◆ **SHORT TASK**: Which lines in the records below contain the string "hair"? Return each one in full, matching case exactly.

◆ **AVAILABLE DATA**:
━━━━━━━━━━━━━━━━

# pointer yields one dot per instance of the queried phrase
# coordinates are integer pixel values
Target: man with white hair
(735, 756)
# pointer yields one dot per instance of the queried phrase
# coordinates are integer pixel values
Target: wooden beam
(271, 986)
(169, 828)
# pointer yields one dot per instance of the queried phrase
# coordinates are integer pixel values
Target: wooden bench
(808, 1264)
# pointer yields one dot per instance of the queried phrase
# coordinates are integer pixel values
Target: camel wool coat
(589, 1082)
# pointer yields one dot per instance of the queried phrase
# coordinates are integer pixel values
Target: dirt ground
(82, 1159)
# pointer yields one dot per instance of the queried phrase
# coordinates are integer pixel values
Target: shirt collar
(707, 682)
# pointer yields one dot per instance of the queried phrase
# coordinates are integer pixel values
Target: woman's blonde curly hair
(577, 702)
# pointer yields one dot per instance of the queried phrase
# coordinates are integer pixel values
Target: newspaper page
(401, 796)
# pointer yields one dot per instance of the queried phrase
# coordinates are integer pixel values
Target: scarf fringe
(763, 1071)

━━━━━━━━━━━━━━━━

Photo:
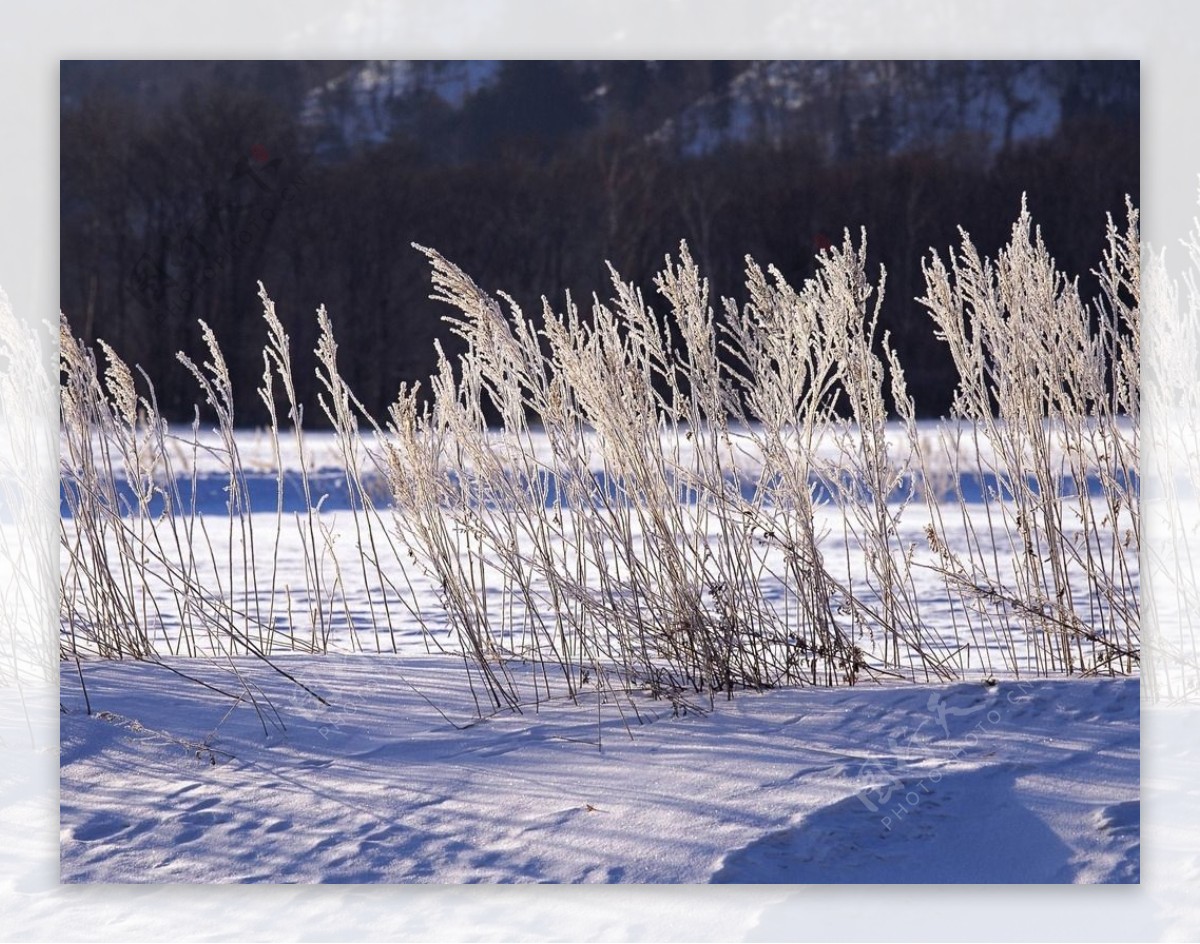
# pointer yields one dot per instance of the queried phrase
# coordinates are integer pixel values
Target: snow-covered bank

━━━━━━━━━━━━━━━━

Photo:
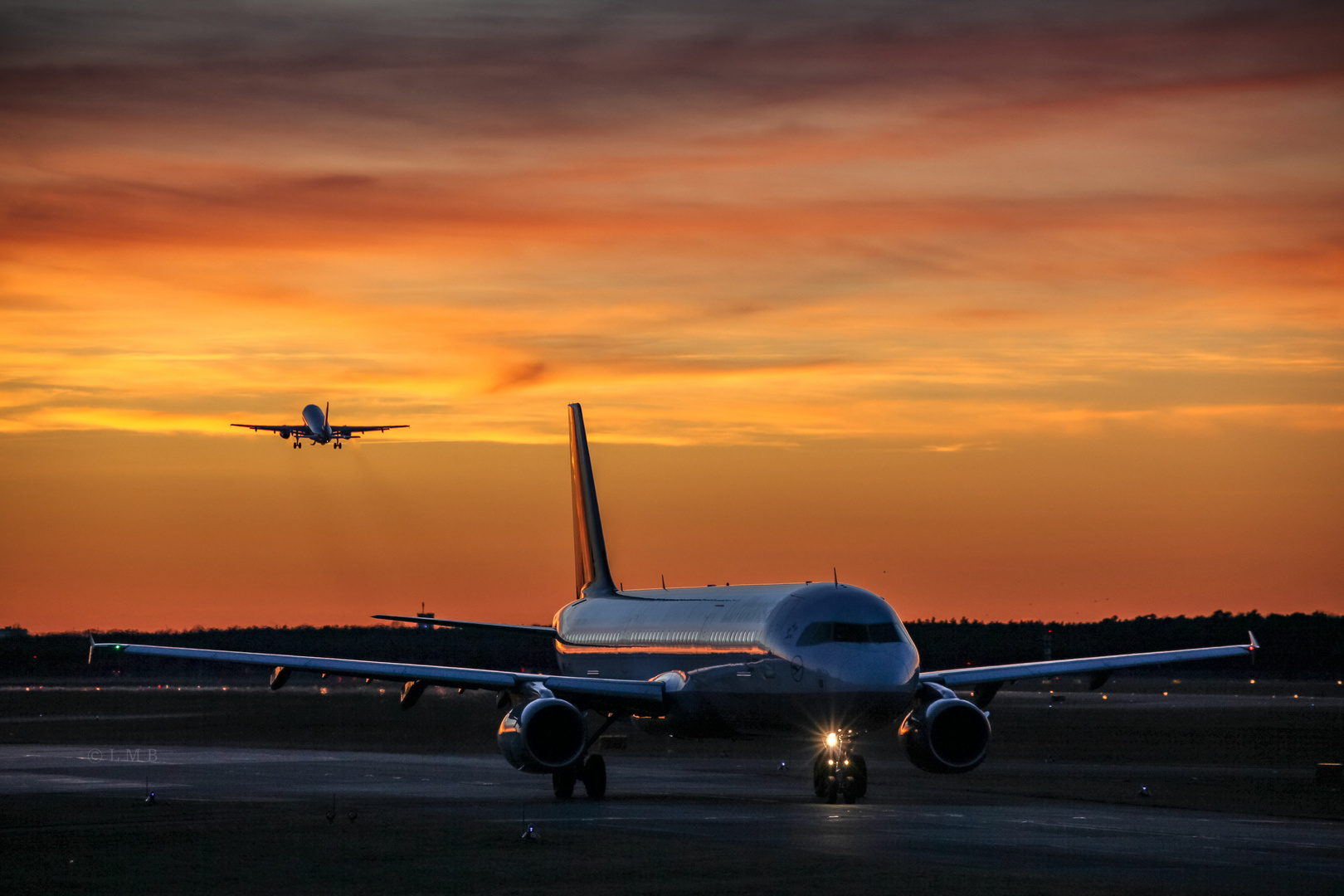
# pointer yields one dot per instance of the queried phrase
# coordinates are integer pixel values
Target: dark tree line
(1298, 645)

━━━━━━━━━━━━━━━━

◆ **IN RESPONSE**:
Target: man with white hair
Target: woman's blonde curly hair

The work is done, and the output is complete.